#### Required work
Your task is to copy the listing exactly, with the pictures left out.

[Dataset rows on where objects appear]

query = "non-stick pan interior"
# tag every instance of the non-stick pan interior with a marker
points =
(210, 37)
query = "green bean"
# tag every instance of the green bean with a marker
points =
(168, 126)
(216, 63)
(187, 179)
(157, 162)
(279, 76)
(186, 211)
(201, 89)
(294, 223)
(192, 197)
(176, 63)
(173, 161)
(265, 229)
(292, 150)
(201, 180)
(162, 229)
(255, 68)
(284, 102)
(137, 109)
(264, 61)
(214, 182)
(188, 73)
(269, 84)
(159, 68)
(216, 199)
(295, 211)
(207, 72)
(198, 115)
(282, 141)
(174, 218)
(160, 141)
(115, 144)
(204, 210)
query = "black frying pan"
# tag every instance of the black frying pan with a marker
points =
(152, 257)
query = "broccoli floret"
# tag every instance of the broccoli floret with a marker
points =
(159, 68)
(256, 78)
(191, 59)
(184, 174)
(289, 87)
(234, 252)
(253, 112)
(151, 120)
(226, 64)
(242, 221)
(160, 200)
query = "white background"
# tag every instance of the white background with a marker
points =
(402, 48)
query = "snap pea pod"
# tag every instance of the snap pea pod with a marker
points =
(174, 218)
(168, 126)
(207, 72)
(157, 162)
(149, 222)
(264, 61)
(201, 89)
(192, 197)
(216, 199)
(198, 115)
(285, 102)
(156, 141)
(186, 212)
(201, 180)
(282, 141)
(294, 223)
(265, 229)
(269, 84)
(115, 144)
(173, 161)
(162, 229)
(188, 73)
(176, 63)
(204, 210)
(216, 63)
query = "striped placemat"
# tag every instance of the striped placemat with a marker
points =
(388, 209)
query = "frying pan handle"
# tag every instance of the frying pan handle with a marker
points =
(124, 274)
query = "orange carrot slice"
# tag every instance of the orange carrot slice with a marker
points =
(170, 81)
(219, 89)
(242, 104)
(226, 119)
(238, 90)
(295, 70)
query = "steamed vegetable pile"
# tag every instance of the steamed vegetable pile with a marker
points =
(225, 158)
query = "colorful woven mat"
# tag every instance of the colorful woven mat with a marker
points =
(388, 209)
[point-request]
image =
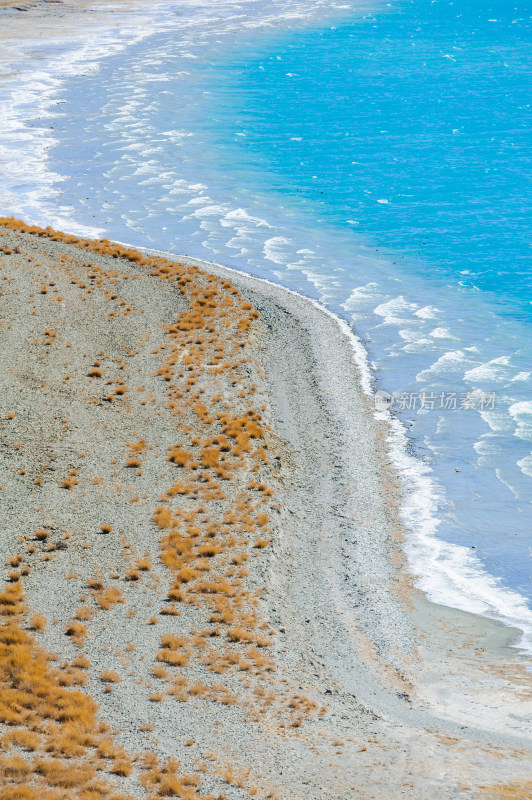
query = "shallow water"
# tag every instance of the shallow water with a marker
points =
(378, 162)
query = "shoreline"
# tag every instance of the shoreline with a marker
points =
(329, 577)
(486, 586)
(470, 636)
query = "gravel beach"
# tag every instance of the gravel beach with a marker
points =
(199, 507)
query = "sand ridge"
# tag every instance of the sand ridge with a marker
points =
(173, 488)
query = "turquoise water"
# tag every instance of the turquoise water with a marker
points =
(414, 126)
(379, 162)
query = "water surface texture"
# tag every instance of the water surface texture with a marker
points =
(380, 162)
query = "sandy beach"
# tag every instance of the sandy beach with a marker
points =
(201, 513)
(205, 592)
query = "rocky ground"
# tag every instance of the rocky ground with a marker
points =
(199, 549)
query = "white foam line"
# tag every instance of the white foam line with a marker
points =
(448, 574)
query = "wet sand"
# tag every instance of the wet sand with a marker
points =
(358, 688)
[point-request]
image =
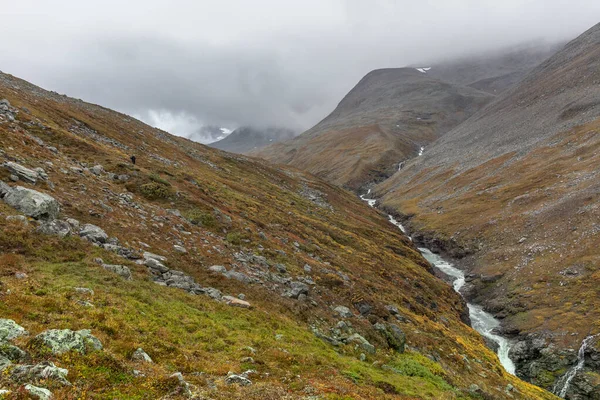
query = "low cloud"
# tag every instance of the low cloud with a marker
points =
(263, 63)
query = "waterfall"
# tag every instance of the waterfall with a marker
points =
(562, 385)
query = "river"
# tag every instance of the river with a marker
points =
(483, 322)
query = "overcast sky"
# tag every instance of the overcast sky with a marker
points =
(183, 64)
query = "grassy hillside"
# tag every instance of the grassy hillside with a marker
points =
(516, 186)
(381, 122)
(275, 230)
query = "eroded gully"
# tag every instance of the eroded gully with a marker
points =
(481, 321)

#### Worked answer
query = "non-stick pan interior"
# tag every instance of the non-stick pan interior with a marker
points =
(210, 37)
query = "green bean"
# tag every instance of the green bean with a marker
points =
(168, 126)
(216, 63)
(187, 179)
(157, 162)
(279, 76)
(186, 211)
(201, 89)
(294, 223)
(192, 197)
(176, 63)
(173, 161)
(265, 229)
(292, 150)
(201, 180)
(162, 229)
(255, 68)
(284, 102)
(137, 109)
(264, 61)
(214, 182)
(188, 73)
(269, 84)
(159, 68)
(216, 199)
(295, 211)
(207, 72)
(198, 115)
(282, 141)
(174, 218)
(160, 141)
(115, 144)
(204, 210)
query = "black frying pan"
# tag every instance of the black frying pan with a marker
points =
(152, 257)
query = "broccoli floret"
# tag every instance of the broccoli floret with a marker
points =
(159, 68)
(256, 78)
(191, 59)
(184, 174)
(289, 87)
(234, 252)
(253, 112)
(151, 120)
(226, 64)
(242, 221)
(160, 200)
query = "white background"
# tag every instance of the white background with a marker
points =
(402, 48)
query = "snap pea pod"
# tag every instance of the snap pea pod with a marker
points =
(174, 218)
(168, 126)
(207, 72)
(157, 162)
(149, 222)
(264, 61)
(201, 89)
(192, 197)
(216, 199)
(198, 115)
(285, 102)
(156, 141)
(186, 212)
(201, 180)
(282, 141)
(294, 223)
(265, 229)
(269, 84)
(115, 144)
(173, 161)
(162, 229)
(188, 73)
(176, 63)
(204, 210)
(216, 63)
query = "striped placemat"
# tag every instance of the striped placemat with a marker
points =
(388, 209)
query = "frying pan handle"
# tag every instance of the frying pan handle with a marker
points =
(124, 274)
query = "orange carrot slice"
# tag every instance of the orange carrot slice with a marker
points =
(170, 81)
(219, 89)
(242, 104)
(226, 119)
(238, 90)
(295, 70)
query = "steamed vegetable pile"
# tag every instance of the steamed vegetable pile with a marker
points =
(225, 158)
query = "colorful woven mat"
# tag every instance of the colorful woven mat with a marker
points =
(388, 209)
[point-request]
image =
query = "shallow water"
# tag every instance of the shallow water with a marker
points =
(378, 162)
query = "shoreline"
# tag every instance of the shoreline with a marker
points =
(329, 577)
(486, 586)
(470, 636)
query = "gravel beach"
# tag every instance of the gravel beach with a marker
points =
(199, 507)
query = "sand ridge"
# tag every instance of the sand ridge with a marker
points =
(173, 488)
query = "turquoise water"
# tag every instance of the turquoise water with a marker
points =
(414, 126)
(379, 162)
query = "water surface texture"
# tag every instance of the water surface texture with a marker
points =
(380, 162)
query = "sandy beach"
# tag every instance of the sandy beach with a marker
points =
(201, 513)
(205, 592)
query = "rocky ground"
# tag every instance of the rocky ground with a marker
points =
(199, 549)
query = "white foam line"
# tag every instance of the white foam line with a marker
points =
(448, 574)
query = "wet sand"
# tag every instance of the wet sand with a marker
points =
(358, 688)
[point-request]
image =
query = "low cloud"
# tag every instance of the low cloud with a marker
points =
(263, 63)
query = "waterfall"
# tag every instance of the waterfall with a marker
points =
(562, 385)
query = "river"
# tag every instance of the river with a marker
points =
(483, 322)
query = "overcast sky"
# tag every instance of the overcast sky with a marker
points =
(183, 64)
query = "grassy hillside"
# tag every instance of the grassy hillside with a marker
points =
(516, 186)
(381, 122)
(275, 230)
query = "eroded gully"
# tag every instance of the eroded gully with a marker
points =
(481, 321)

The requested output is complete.